------ Data extracts ------

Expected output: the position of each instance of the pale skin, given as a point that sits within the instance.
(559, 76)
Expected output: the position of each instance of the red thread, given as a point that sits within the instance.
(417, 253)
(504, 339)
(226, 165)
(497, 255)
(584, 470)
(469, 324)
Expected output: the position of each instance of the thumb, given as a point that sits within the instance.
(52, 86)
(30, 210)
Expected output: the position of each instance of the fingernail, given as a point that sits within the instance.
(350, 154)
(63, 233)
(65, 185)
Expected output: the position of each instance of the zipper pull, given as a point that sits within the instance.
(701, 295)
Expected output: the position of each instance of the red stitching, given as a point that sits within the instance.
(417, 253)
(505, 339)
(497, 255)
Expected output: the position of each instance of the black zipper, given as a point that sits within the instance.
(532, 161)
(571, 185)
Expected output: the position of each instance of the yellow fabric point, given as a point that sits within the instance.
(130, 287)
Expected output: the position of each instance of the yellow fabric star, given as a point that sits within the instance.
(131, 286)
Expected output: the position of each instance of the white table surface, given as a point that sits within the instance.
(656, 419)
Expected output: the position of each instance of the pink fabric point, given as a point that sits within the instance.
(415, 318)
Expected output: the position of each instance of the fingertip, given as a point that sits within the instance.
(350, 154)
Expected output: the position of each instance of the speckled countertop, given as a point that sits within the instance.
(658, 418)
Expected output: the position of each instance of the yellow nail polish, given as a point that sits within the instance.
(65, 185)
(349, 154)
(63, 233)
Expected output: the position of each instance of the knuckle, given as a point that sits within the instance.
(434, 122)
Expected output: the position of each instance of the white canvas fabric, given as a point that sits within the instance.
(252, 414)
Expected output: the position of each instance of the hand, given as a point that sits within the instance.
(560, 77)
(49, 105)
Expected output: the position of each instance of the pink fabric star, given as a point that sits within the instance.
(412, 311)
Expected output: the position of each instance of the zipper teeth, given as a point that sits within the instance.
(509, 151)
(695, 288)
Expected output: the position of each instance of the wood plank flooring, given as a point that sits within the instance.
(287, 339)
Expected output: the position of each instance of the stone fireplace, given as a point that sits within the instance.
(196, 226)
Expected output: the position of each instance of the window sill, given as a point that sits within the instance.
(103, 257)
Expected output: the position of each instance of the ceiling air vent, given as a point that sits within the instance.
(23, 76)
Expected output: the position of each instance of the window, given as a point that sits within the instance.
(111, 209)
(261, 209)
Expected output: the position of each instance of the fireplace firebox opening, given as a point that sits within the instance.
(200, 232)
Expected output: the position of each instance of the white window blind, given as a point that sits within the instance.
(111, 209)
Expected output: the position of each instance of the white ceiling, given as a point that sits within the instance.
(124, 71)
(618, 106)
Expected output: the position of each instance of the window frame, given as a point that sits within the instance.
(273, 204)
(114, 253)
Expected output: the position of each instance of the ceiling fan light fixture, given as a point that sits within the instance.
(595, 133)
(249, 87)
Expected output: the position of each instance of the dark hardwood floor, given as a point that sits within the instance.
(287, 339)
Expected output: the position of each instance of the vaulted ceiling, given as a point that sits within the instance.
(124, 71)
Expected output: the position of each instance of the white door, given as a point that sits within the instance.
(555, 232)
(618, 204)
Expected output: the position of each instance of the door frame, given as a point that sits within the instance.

------

--- What to work on ---
The answer should be the complete set of records, printed exactly.

--- Task result ---
Expected output: the position of each instance of the pale skin, given as a point that sits within the instance.
(559, 76)
Expected output: the position of each instance of the red thread, given as a point that sits within the instance.
(417, 253)
(504, 339)
(226, 165)
(497, 255)
(584, 470)
(469, 324)
Expected output: the position of each instance of the thumb, given as a point that sits within the instance.
(52, 86)
(30, 210)
Expected output: the position of each instance of the fingernail, given as a point that sits within the instance.
(350, 154)
(63, 233)
(65, 185)
Expected output: the position of each instance of the zipper pull, given as a point that sits within the instance.
(701, 295)
Expected output: the position of each instance of the red stitching, given as a point that sits within the instance.
(417, 253)
(505, 339)
(497, 255)
Expected output: the position of each instance of the black zipper, given as a point that sits within the instance.
(532, 161)
(571, 185)
Expected output: the position of each instance of the yellow fabric point, given as a point that sits within the instance.
(130, 287)
Expected output: the position of each instance of the yellow fabric star, given as a point that sits within the instance.
(131, 286)
Expected output: the position of each instance of the white table surface, given as a point that sits within the instance.
(656, 419)
Expected output: the position of each instance of the pink fabric point, given as a point that sits within the instance.
(415, 318)
Expected output: the position of each instance of the fingertip, given as a point that sits within the instance.
(350, 154)
Expected output: the position of each instance of the speckled countertop, given as a point that sits within the instance.
(658, 418)
Expected output: the position of each instance of the yellow nail polish, given as a point that sits within the instance.
(65, 185)
(349, 154)
(63, 233)
Expected output: the position of each instance of the knuckle, given as a point that sits within the instance.
(434, 122)
Expected output: the position of each instance of the white canvas fabric, given as a point that sits within the instance.
(252, 414)
Expected output: the position of each instance of the hand, given as a point that sits within the instance.
(560, 77)
(49, 105)
Expected output: the position of each instance of the pink fabric star, given as a point that sits within the instance.
(412, 311)
Expected output: the position of each instance of the zipper teeth, given as a point that sits within the instance.
(509, 151)
(695, 288)
Expected output: the position of each instance of the wood plank flooring, given as a point that sits within the instance.
(287, 339)
Expected output: the position of each instance of the stone fireplace, given as a point that sits within the instance.
(196, 226)
Expected output: the position of each instance of the window sill, given as a point that sits within the instance.
(103, 257)
Expected output: the position of each instance of the ceiling air vent, given as a point that sits within the instance.
(23, 76)
Expected output: the position of each instance of the window, given as a point that sits within the instance.
(111, 209)
(261, 209)
Expected output: the position of each instance of the fireplace firebox opening, given as a point that sits within the instance.
(200, 232)
Expected output: the position of each instance of the white window blind, given as a point that sits within the instance.
(111, 209)
Expected output: the position of each instance of the white ceiling, given as a point that sits within the instance.
(124, 71)
(618, 106)
Expected output: the position of each instance of the window frame, given as a point that sits within the instance.
(273, 204)
(114, 253)
Expected output: the position of each instance of the ceiling fan light fixture, given as a point that sits within the instance.
(595, 133)
(249, 87)
Expected output: the position of each instance of the dark hardwood floor, given as a point that sits within the instance.
(287, 339)
Expected output: the position of each instance of the vaulted ceiling, given as a point that sits within the instance.
(124, 71)
Expected output: the position of each instance of the white door, given as a point that sits within the instance.
(555, 232)
(618, 204)
Expected output: the position of each instance of the door frame, given as a point that sits within the instance.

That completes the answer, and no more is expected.